### What is expected
Please write out the line containing "Query: table leg" and each line after it through the end of the data, exactly, and nothing else.

### Collection entries

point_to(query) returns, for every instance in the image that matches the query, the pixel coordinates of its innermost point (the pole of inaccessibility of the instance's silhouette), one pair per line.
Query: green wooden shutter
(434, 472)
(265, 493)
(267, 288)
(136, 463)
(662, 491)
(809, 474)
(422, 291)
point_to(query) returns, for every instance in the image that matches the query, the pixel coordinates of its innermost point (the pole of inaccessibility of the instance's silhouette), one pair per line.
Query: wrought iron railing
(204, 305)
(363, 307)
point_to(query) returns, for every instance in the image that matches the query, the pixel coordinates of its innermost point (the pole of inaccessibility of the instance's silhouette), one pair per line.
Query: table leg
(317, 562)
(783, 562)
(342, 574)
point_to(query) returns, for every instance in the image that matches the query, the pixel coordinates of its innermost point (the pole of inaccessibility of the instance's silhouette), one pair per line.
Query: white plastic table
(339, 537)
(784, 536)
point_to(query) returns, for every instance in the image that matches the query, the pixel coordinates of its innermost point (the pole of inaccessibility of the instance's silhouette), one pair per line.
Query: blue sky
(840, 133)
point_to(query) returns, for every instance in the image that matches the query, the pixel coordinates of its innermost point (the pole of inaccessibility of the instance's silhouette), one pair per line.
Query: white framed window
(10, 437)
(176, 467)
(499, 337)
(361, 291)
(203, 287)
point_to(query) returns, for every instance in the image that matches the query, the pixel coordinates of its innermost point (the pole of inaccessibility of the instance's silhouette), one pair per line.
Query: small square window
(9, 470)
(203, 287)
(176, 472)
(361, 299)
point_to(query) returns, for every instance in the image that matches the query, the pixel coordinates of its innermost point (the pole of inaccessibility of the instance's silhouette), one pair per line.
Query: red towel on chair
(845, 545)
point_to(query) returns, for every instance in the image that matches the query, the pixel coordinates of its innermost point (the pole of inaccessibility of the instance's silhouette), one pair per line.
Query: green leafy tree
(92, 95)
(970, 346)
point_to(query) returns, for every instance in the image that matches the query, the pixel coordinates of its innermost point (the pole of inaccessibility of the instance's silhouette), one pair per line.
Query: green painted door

### Result for this task
Query: table leg
(317, 562)
(783, 562)
(342, 574)
point_to(query) returns, for every instance in the image that matches the query, the pixel coordinates of its innermost point (the pole of inaccessibility of the instance's silhouette), one pair per line.
Query: white plastic table
(339, 537)
(784, 536)
point_to(query) returns, for every instance in the image that matches the query, the pixel coordinates of its innermost point (the pole of inaccessibility of the instance's silhouette), one pair per line.
Query: blue sky
(840, 133)
point_to(query) returns, for every instance in the image that matches the query, the pixel coordinates of its innermost point (the pole of inaccessibility of the instance's silhouette), one pair per line.
Query: white framed window
(10, 437)
(176, 467)
(499, 337)
(361, 291)
(203, 287)
point_to(query) returns, for every instance in the image that matches the query, the pixel coordinates of its innermost point (the pole of inaccessibility of the instance's silhouette), one pair per line.
Query: small square window
(9, 470)
(203, 287)
(176, 472)
(361, 299)
point_to(query) returns, for every instance in the image that matches the query, the pixel coordinates of its innermost point (the pole of inaccessibility of the instance's silhouette), one pair per line.
Query: red towel on chair
(845, 545)
point_to(query) returns, for every instance in the image that matches the query, the pixel coordinates of its innermost point (the pole of inaccessibility of the instance's silhouette), one pair per line.
Query: green leafy tree
(92, 95)
(970, 346)
point_to(query) returns, for every instance in the image that matches the query, the pixel coordinates of its innermost point (the pole of inaccessibility of the instance's silhouette), one pair per line.
Query: green painted door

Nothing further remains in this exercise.